A prototype of how you want the docs to work (i.e. a simple wireframe sketch or even a Google docs mock up of what the doc page or UI should contain)
What interactivity you expect to need (what dimensionality do the docs need to have to be useful?)
A description of the input parameters and computation needed to expand the pipeline source files to get the data that’s needed to render the documentation.

ktl · November 24, 2021, 9:40pm

I’m worried that the “pipelines changelog repo” is actually a camel’s nose for a submodule-based monorepo.

Is it for drp_pipe only, or ap_pipe as well, or do they each have a separate one (and are there any others)?

Every release build (including weekly and nightly) already has an associated Web-published eups manifest including git commit refs for all dependencies.

I’m still not sure I see why build artifacts should be committed to GitHub, though.

(Your task) Copy the pipeline docs thread word for word, from "A description of" to "render the documentation.". You won't need the entries at all.

(Data lines)
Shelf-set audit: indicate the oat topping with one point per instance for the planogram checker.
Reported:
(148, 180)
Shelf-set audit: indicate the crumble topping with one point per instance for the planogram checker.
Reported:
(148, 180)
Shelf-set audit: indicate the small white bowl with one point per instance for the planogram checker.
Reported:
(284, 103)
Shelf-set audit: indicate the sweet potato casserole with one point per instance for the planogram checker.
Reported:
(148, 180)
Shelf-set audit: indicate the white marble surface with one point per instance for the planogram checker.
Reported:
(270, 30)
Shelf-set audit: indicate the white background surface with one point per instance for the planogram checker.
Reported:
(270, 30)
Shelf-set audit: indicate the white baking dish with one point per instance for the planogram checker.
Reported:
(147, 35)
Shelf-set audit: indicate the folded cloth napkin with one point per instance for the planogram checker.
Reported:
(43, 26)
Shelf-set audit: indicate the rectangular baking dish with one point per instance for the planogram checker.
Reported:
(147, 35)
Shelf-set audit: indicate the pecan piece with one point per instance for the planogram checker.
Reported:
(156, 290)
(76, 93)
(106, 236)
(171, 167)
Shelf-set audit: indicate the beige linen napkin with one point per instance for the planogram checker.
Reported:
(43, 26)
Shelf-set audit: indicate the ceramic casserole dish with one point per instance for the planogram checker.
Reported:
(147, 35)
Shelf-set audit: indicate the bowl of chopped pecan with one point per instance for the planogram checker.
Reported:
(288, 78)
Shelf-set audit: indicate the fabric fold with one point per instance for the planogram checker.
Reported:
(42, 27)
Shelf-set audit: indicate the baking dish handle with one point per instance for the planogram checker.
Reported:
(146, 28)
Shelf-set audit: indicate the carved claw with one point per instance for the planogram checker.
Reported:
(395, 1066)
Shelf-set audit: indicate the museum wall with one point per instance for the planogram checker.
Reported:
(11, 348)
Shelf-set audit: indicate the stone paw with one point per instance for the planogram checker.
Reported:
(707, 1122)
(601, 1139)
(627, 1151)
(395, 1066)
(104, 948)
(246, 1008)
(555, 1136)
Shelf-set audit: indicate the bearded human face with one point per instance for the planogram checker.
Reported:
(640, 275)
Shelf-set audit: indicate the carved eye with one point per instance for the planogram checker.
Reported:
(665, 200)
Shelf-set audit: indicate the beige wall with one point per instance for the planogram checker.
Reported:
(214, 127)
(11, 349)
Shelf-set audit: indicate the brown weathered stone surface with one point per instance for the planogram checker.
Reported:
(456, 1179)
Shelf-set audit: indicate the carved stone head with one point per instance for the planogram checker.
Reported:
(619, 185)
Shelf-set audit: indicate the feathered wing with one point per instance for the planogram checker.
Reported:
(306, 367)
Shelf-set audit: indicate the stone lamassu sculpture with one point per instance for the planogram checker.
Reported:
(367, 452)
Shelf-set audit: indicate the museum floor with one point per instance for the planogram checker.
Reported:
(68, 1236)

(Complete response)
A description of the input parameters and computation needed to expand the pipeline source files to get the data that’s needed to render the documentation.